Bungoma sucks in coffee aroma as farmers record Sh1billion profit

Bungoma

By Tony Wafula

Plans to revive coffee farming in Bungoma County have started paying off after farmers made profits of at least Sh1billion for the first time after 20 years of dry spell.

The farmers after counting losses due coffee theft from smugglers who used to sell in Uganda and unfavorable prices at the Kenyan market, majority of the farmers had uprooted their coffee plantations and ventured in maize and tomato farming.

Governor Wycliffe Wangamati

Three years ago, Governor Wycliffe Wangamati’s administration launched a campaign to encourage farmers back to coffee farming and even gave them farm inputs like fertiliser and seedlings and the move is now paying off.

The Governor also put up two coffee milling factories where the county is producing its own branded coffee.

 “Bungoma is now earning a staggering Sh1 billion annually from coffee farming shared between 52 coffee cooperative societies that we revived three years ago. The county is now able to produce between 10-20million kilos of coffee cherries from over 7550 acres under coffee production,” said Governor Wycliffe Wangamati in an interview yesterday.

The county has is further continuing with the recruitment of farmers who had abandoned coffee farming and ones recruited, a farmer gets free coffee seedlings and fertiliser as a way of encouraging them to venture in coffee farming for commercial purposes.

“Already, the County has helped form 304 new coffee co-operative societies comprising of 63,847 farmers and distributed over 3 million coffee seeds and seedlings. The county has introduced Robusta coffee variety for the first time and we gave farmers in Bumula Sub County as its soils are favourable,” said Wangamati.

(INSTRUCTION): Set down the passage of the coffee article from "Plans to revive" up to and including "now paying off.", with its wording unchanged. The lines after the coffee article are taken from a separate source.

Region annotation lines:
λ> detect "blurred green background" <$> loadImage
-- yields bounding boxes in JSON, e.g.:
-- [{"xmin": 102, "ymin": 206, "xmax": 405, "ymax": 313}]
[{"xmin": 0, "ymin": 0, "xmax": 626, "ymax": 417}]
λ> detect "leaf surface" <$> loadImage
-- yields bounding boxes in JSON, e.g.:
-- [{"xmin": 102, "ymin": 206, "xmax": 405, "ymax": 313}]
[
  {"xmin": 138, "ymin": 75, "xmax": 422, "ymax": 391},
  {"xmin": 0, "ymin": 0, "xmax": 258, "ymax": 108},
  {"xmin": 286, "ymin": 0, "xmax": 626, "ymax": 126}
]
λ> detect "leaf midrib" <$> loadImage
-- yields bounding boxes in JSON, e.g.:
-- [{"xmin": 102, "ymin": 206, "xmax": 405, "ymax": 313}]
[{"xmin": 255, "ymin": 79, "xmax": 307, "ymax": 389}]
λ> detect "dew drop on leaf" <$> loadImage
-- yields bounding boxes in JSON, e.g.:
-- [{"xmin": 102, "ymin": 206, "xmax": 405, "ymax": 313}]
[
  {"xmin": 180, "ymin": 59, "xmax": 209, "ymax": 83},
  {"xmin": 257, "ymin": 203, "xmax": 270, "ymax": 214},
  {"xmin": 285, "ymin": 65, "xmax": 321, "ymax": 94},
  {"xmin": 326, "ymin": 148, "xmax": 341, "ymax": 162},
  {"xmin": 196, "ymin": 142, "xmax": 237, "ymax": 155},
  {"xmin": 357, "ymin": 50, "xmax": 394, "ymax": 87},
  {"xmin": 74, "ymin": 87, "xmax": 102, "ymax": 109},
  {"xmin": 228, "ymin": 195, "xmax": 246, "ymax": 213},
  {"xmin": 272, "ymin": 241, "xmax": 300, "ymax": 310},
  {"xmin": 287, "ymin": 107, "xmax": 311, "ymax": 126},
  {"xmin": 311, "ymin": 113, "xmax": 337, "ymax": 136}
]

(OUTPUT):
Plans to revive coffee farming in Bungoma County have started paying off after farmers made profits of at least Sh1billion for the first time after 20 years of dry spell.

The farmers after counting losses due coffee theft from smugglers who used to sell in Uganda and unfavorable prices at the Kenyan market, majority of the farmers had uprooted their coffee plantations and ventured in maize and tomato farming.

Governor Wycliffe Wangamati

Three years ago, Governor Wycliffe Wangamati’s administration launched a campaign to encourage farmers back to coffee farming and even gave them farm inputs like fertiliser and seedlings and the move is now paying off.